● **INSTRUCTIONS TO FOLLOW**:
Repeat each record below exactly as given.

● **DATASET ROWS**:
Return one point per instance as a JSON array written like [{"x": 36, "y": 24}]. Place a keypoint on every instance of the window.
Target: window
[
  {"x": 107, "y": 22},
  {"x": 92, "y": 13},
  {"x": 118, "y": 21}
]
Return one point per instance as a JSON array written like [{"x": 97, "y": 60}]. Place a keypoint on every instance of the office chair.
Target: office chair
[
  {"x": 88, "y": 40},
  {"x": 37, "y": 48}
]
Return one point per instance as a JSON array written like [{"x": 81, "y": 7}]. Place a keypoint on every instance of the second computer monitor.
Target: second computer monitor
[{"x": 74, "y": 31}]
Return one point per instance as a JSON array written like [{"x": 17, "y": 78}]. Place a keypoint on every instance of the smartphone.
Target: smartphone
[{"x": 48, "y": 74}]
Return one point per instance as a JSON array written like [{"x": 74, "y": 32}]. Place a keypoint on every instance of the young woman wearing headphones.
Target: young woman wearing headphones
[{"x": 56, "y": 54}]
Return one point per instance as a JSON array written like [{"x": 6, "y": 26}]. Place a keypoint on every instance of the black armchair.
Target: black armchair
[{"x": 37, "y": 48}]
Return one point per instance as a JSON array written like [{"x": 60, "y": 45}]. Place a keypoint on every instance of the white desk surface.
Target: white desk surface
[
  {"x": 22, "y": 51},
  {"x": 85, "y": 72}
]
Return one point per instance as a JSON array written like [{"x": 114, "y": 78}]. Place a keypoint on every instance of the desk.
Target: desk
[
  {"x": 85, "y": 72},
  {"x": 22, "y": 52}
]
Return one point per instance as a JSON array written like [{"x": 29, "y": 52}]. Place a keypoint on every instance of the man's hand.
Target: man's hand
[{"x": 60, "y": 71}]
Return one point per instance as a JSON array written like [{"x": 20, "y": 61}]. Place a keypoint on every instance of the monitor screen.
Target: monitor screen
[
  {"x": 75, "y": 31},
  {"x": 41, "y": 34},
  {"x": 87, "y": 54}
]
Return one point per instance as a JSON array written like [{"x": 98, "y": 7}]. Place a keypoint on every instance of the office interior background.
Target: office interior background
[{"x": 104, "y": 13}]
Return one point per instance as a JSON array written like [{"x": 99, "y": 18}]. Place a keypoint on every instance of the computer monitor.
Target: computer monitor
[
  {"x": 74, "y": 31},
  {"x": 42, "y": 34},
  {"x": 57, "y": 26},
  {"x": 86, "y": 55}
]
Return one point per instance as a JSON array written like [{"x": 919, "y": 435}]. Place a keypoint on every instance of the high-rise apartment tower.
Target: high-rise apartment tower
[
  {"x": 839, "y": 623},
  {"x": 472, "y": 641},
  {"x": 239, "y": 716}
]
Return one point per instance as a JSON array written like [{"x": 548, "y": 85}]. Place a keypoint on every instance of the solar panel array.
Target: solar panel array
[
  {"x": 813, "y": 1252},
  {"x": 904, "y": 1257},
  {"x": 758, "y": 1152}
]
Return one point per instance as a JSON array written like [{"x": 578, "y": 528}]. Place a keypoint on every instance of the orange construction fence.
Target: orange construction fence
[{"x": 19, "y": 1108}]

● **SOLUTION FOR THIS TASK**:
Return one point per instance as a JSON array written like [{"x": 36, "y": 24}]. Place a keypoint on every instance of the window.
Target: window
[
  {"x": 107, "y": 22},
  {"x": 92, "y": 13},
  {"x": 118, "y": 21}
]
Return one point per instance as a JSON array written like [{"x": 97, "y": 60}]. Place a keypoint on every instance of the office chair.
Target: office chair
[
  {"x": 88, "y": 40},
  {"x": 37, "y": 48}
]
Return one point per instance as a JSON array written like [{"x": 81, "y": 7}]. Place a keypoint on every instance of the second computer monitor.
Target: second computer monitor
[{"x": 74, "y": 31}]
Return one point per instance as a JSON array written like [{"x": 17, "y": 78}]. Place a keypoint on every instance of the smartphone.
Target: smartphone
[{"x": 48, "y": 74}]
Return one point per instance as a JSON array written like [{"x": 74, "y": 32}]. Place a keypoint on every instance of the young woman wearing headphones.
Target: young woman wearing headphones
[{"x": 56, "y": 54}]
Return one point per instance as a JSON array written like [{"x": 6, "y": 26}]. Place a keypoint on every instance of the black armchair.
Target: black armchair
[{"x": 37, "y": 48}]
Return one point per instance as a JSON array written like [{"x": 60, "y": 45}]. Place a keypoint on every instance of the white desk surface.
Target: white desk surface
[
  {"x": 22, "y": 51},
  {"x": 85, "y": 72}
]
Return one point per instance as a JSON array written like [{"x": 114, "y": 78}]. Place a keypoint on every instance of the desk.
Target: desk
[
  {"x": 85, "y": 72},
  {"x": 22, "y": 52}
]
Return one point per instance as a JSON array written like [{"x": 29, "y": 52}]. Place a keypoint on every instance of the man's hand.
Target: man's hand
[{"x": 60, "y": 71}]
Return one point per instance as a JSON array written like [{"x": 20, "y": 61}]. Place a keypoint on every instance of the monitor screen.
Target: monitor screen
[
  {"x": 75, "y": 31},
  {"x": 41, "y": 34},
  {"x": 87, "y": 54}
]
Return one point per instance as a JSON array written like [{"x": 98, "y": 7}]. Place a keypoint on every instance of the office interior background.
Target: office interior background
[{"x": 104, "y": 13}]
Return one point per instance as a JSON array written like [{"x": 99, "y": 18}]. Place a keypoint on every instance of the computer monitor.
Target: computer monitor
[
  {"x": 74, "y": 31},
  {"x": 42, "y": 34},
  {"x": 57, "y": 26},
  {"x": 86, "y": 55}
]
Return one point per instance as a JSON array written like [{"x": 919, "y": 435}]. Place a keypoint on every instance of the high-rise apartment tower.
Target: high-rise apartment tower
[
  {"x": 839, "y": 623},
  {"x": 472, "y": 641},
  {"x": 239, "y": 716}
]
Return one point per instance as a JSON array written like [{"x": 548, "y": 85}]. Place a keypoint on every instance of the solar panel array.
Target: solar panel array
[
  {"x": 813, "y": 1252},
  {"x": 904, "y": 1257},
  {"x": 758, "y": 1152}
]
Return one point per instance as a JSON array written like [{"x": 578, "y": 528}]. Place a keypoint on every instance of the orange construction fence.
Target: orange construction fence
[{"x": 19, "y": 1108}]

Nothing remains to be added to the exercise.